### Prompt
From the records, report how many lines hold the word "young", with the number as the sole reply.

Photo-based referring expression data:
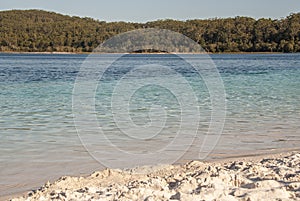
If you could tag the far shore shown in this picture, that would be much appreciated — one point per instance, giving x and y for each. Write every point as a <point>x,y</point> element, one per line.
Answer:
<point>145,53</point>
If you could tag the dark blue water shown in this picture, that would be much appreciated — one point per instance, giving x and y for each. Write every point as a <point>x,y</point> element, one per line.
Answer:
<point>39,140</point>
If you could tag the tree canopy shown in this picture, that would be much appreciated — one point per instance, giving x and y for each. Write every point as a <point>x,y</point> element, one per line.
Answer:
<point>42,31</point>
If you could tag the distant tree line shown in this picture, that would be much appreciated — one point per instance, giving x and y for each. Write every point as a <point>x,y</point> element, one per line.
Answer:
<point>42,31</point>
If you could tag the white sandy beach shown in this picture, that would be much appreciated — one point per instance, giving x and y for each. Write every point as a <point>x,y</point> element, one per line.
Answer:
<point>273,177</point>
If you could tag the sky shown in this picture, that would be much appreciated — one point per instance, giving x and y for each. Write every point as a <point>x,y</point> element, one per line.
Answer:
<point>150,10</point>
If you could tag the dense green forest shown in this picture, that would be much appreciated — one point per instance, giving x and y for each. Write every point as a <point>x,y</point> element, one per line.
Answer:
<point>40,31</point>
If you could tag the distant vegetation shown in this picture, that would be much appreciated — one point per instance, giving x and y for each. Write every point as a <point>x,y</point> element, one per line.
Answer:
<point>40,31</point>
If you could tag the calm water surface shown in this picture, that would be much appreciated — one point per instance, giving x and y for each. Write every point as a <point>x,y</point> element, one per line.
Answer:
<point>38,138</point>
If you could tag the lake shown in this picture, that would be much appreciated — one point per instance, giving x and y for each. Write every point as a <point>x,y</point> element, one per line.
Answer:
<point>142,103</point>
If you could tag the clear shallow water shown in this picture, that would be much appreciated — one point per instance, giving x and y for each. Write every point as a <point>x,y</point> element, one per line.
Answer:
<point>38,138</point>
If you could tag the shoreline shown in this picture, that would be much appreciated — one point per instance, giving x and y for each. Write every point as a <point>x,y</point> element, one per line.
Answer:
<point>86,53</point>
<point>120,179</point>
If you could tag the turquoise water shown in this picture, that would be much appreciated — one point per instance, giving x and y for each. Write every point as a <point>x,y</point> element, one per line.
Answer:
<point>38,137</point>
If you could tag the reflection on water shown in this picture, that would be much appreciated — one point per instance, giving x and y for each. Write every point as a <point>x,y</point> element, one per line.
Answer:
<point>38,139</point>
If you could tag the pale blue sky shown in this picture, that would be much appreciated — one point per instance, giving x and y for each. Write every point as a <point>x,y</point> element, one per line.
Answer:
<point>149,10</point>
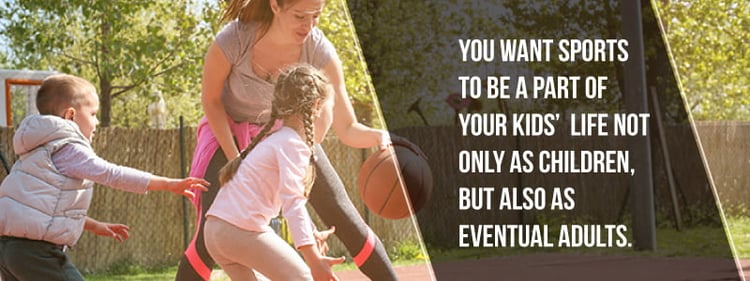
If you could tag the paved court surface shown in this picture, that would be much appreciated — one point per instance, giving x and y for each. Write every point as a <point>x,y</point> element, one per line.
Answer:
<point>571,267</point>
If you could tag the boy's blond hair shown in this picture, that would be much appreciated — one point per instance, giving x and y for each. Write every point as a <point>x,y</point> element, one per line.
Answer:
<point>60,92</point>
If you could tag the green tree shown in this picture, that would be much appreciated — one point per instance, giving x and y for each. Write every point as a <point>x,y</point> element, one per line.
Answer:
<point>337,25</point>
<point>128,48</point>
<point>709,44</point>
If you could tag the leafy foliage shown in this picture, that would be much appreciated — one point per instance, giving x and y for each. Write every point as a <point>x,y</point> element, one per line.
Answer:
<point>708,41</point>
<point>339,29</point>
<point>128,48</point>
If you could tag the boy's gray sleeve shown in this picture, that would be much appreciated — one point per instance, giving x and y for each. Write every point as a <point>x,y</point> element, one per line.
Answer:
<point>78,161</point>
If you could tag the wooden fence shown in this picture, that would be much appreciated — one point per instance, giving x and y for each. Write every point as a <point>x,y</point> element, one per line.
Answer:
<point>157,219</point>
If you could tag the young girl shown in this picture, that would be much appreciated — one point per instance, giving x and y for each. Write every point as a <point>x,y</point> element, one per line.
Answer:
<point>274,174</point>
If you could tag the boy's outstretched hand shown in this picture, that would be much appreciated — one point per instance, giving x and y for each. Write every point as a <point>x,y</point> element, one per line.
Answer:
<point>115,230</point>
<point>182,187</point>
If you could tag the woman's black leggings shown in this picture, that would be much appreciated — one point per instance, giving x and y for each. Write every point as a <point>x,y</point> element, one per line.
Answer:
<point>330,201</point>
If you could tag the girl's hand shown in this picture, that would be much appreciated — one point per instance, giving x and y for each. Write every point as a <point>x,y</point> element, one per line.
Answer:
<point>322,268</point>
<point>320,265</point>
<point>401,141</point>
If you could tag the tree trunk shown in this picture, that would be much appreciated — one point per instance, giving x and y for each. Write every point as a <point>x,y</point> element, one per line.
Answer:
<point>105,81</point>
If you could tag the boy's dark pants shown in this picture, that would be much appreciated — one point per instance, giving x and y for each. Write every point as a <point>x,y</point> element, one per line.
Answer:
<point>31,260</point>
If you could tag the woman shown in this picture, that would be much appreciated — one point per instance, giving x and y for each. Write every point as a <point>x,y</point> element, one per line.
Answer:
<point>240,68</point>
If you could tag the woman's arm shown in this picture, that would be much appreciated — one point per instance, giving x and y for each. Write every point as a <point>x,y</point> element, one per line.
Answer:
<point>345,123</point>
<point>215,71</point>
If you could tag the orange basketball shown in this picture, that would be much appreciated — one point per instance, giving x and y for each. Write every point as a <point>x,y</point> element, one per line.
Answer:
<point>381,190</point>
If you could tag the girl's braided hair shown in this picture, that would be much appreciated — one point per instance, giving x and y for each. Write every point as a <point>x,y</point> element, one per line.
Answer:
<point>299,89</point>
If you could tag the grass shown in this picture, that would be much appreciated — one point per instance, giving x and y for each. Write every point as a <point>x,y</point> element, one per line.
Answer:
<point>168,273</point>
<point>696,241</point>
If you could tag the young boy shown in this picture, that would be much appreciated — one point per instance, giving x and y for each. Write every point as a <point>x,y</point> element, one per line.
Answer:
<point>45,197</point>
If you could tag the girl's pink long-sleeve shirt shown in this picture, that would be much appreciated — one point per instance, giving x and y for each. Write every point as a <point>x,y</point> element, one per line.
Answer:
<point>269,180</point>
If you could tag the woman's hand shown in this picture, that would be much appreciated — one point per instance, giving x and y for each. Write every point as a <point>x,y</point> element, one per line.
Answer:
<point>321,237</point>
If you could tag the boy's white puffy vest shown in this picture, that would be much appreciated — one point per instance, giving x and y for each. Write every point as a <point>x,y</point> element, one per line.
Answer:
<point>36,201</point>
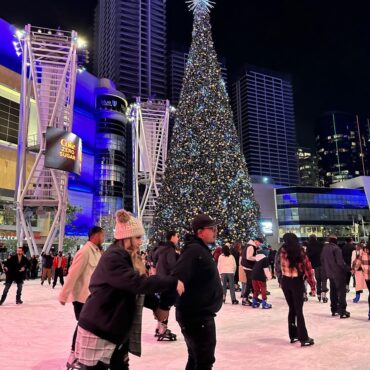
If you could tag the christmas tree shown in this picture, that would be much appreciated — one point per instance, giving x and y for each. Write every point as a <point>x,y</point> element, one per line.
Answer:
<point>206,171</point>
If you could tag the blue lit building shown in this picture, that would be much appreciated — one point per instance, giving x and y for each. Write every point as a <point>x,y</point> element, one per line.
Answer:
<point>322,211</point>
<point>99,119</point>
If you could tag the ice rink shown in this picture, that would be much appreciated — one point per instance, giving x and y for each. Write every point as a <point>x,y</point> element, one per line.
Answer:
<point>37,335</point>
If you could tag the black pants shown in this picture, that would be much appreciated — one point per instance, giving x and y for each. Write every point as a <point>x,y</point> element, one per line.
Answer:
<point>8,284</point>
<point>200,338</point>
<point>119,359</point>
<point>338,295</point>
<point>293,289</point>
<point>77,306</point>
<point>249,288</point>
<point>321,281</point>
<point>58,273</point>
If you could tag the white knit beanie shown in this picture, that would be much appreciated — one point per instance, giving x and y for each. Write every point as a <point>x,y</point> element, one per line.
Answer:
<point>127,226</point>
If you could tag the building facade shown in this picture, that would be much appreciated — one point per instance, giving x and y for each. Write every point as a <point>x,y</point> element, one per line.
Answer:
<point>322,211</point>
<point>99,119</point>
<point>341,146</point>
<point>130,46</point>
<point>307,168</point>
<point>263,108</point>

### Reply
2